◆ WHAT YOU SHOULD DO: Render every line of the entries below as a Markdown table with two columns, Row and Text, where Row holds a running row number and Text holds the line. Leave out blank lines.

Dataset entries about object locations
>>>

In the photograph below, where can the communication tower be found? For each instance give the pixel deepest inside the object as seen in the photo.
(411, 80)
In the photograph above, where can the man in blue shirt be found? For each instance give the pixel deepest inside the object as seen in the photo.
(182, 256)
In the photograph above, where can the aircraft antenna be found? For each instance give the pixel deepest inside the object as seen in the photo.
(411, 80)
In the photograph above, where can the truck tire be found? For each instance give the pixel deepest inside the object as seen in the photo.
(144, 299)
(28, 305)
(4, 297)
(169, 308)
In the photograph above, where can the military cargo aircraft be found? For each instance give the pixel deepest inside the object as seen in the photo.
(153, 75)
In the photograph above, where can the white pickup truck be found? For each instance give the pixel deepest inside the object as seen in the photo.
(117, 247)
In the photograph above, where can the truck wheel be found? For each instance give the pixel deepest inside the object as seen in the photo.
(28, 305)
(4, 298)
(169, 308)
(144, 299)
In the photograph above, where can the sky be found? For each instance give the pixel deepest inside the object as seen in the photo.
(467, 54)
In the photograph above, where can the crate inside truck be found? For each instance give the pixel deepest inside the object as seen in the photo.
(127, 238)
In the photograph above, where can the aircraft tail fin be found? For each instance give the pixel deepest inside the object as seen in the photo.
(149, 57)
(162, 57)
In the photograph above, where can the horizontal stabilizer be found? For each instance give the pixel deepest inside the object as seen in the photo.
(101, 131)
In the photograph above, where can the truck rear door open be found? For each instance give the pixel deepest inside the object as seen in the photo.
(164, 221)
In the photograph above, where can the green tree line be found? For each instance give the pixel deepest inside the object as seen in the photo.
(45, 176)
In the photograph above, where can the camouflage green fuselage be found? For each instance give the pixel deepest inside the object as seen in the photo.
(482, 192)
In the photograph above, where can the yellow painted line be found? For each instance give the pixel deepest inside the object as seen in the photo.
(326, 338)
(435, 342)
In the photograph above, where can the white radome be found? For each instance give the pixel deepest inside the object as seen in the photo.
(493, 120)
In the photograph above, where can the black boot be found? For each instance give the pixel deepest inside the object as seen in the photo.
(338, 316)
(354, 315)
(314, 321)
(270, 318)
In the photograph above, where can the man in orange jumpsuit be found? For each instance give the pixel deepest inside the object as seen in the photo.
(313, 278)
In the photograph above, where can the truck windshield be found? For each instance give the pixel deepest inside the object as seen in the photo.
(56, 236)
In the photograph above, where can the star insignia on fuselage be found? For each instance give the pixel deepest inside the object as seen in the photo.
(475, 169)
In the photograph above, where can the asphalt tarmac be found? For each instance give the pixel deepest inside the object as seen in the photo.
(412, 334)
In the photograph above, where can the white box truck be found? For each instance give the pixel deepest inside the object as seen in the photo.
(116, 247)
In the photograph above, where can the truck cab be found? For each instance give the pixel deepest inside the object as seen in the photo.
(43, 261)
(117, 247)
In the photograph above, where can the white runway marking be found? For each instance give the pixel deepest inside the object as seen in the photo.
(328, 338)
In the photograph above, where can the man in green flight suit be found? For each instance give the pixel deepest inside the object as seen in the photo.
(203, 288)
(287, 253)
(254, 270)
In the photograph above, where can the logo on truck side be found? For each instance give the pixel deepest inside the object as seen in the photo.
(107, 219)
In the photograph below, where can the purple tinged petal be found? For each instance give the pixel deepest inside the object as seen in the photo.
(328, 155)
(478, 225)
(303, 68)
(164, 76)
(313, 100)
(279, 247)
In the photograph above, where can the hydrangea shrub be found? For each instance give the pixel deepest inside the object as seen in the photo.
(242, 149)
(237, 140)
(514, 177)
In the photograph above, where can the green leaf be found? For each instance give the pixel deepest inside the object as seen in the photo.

<<<

◆ TASK OUTPUT:
| Row | Text |
|---|---|
| 1 | In the photograph below, where can the communication tower be found? For each instance give the pixel deepest inside the object as seen in the photo. |
| 2 | (411, 80) |
| 3 | In the photograph above, where can the man in blue shirt be found? For each instance give the pixel deepest inside the object as seen in the photo. |
| 4 | (182, 256) |
| 5 | In the photograph above, where can the aircraft antenna be found? For each instance give the pixel deepest inside the object as seen in the photo. |
| 6 | (411, 80) |
| 7 | In the photograph above, where can the truck tire be found? For each instance give the pixel deepest inside the object as seen in the photo. |
| 8 | (144, 299) |
| 9 | (28, 305) |
| 10 | (4, 297) |
| 11 | (169, 308) |
| 12 | In the photograph above, where can the military cargo aircraft be found? For each instance give the pixel deepest inside the object as seen in the photo. |
| 13 | (153, 75) |
| 14 | In the photograph above, where can the white pickup truck be found? For each instance give the pixel deepest inside the object as seen in the photo. |
| 15 | (117, 247) |
| 16 | In the photograph above, where can the truck wheel be found? For each instance give the pixel deepest inside the object as seen in the photo. |
| 17 | (28, 305) |
| 18 | (4, 298) |
| 19 | (169, 308) |
| 20 | (144, 299) |
| 21 | In the photograph above, where can the sky be found? For each instance give the pixel deepest inside the object as seen in the photo. |
| 22 | (467, 54) |
| 23 | In the photograph above, where can the crate inside truck be found? For each instance give the pixel deepest inside the object as seen in the photo. |
| 24 | (127, 238) |
| 25 | In the photograph above, where can the aircraft tail fin be found? For each instance give the pixel deepest inside the object as seen in the photo. |
| 26 | (149, 57) |
| 27 | (162, 57) |
| 28 | In the photograph above, where can the horizontal stabilizer be found? For each instance give the pixel deepest inside the object as seen in the photo. |
| 29 | (101, 131) |
| 30 | In the photograph above, where can the truck rear door open be found? For each instance give the pixel deepest inside the object as seen in the photo. |
| 31 | (164, 221) |
| 32 | In the photograph above, where can the green tree line be found? For each instance give the pixel deepest inside the object as seen in the photo. |
| 33 | (45, 176) |
| 34 | In the photograph above, where can the camouflage green fuselage be found? For each instance give the pixel deepest inside the object as seen in the photo. |
| 35 | (482, 192) |
| 36 | In the photograph above, where can the yellow painted line be found? For each instance give the pixel deepest inside the object as seen in the photo. |
| 37 | (326, 338) |
| 38 | (435, 342) |
| 39 | In the photograph above, where can the white radome be found? For each instance give the pixel deepest inside the object as seen in the photo. |
| 40 | (493, 120) |
| 41 | In the photograph above, where can the black boot be found? For each instance give the pixel deepest inside the object as seen in the photo. |
| 42 | (338, 316) |
| 43 | (354, 315) |
| 44 | (314, 321) |
| 45 | (270, 318) |
| 46 | In the photograph above, where can the man in orange jumpsuit be found? For each instance give the pixel deepest inside the object as seen in the photo. |
| 47 | (313, 278) |
| 48 | In the photograph above, where can the truck windshield be found? For each instance give the pixel deepest inside the object as seen in the photo. |
| 49 | (56, 236) |
| 50 | In the photograph above, where can the star insignia on fuselage be found? For each instance give the pixel deepest inside the object as seen in the photo. |
| 51 | (475, 169) |
| 52 | In the photograph above, where can the asphalt tarmac be found? For each instance give the pixel deepest inside the object as seen in the photo. |
| 53 | (412, 334) |
| 54 | In the photograph above, where can the white box truck be found? For each instance give the pixel deepest inside the object as seen in the photo. |
| 55 | (116, 247) |
| 56 | In the photograph above, where can the truck cab be found? For each instance give the pixel deepest inside the object as seen in the photo. |
| 57 | (43, 261) |
| 58 | (117, 247) |
| 59 | In the photograph above, where can the white runway marking be found? For each instance give the pixel deepest inside the object as seen in the photo. |
| 60 | (328, 338) |
| 61 | In the photograph above, where can the man in green flight suit be found? For each instance give the pixel deepest inside the object as seen in the photo. |
| 62 | (203, 288) |
| 63 | (287, 253) |
| 64 | (254, 270) |
| 65 | In the photograph above, where can the logo on truck side be found? For each instance give the pixel deepest inside the object as seen in the photo. |
| 66 | (107, 219) |
| 67 | In the photograph below, where can the purple tinged petal be found? For each instance give the pixel deepest inside the object as seen in the photo. |
| 68 | (328, 155) |
| 69 | (478, 225) |
| 70 | (303, 68) |
| 71 | (164, 76) |
| 72 | (313, 100) |
| 73 | (279, 247) |
| 74 | In the photograph above, where can the hydrangea shrub be found? For each instance give the pixel deepest inside the object as seen in the photo. |
| 75 | (242, 149) |
| 76 | (237, 140) |
| 77 | (514, 177) |
| 78 | In the photograph above, where can the green leaf be found? For each instance give the pixel deepest inside the object as seen in the photo. |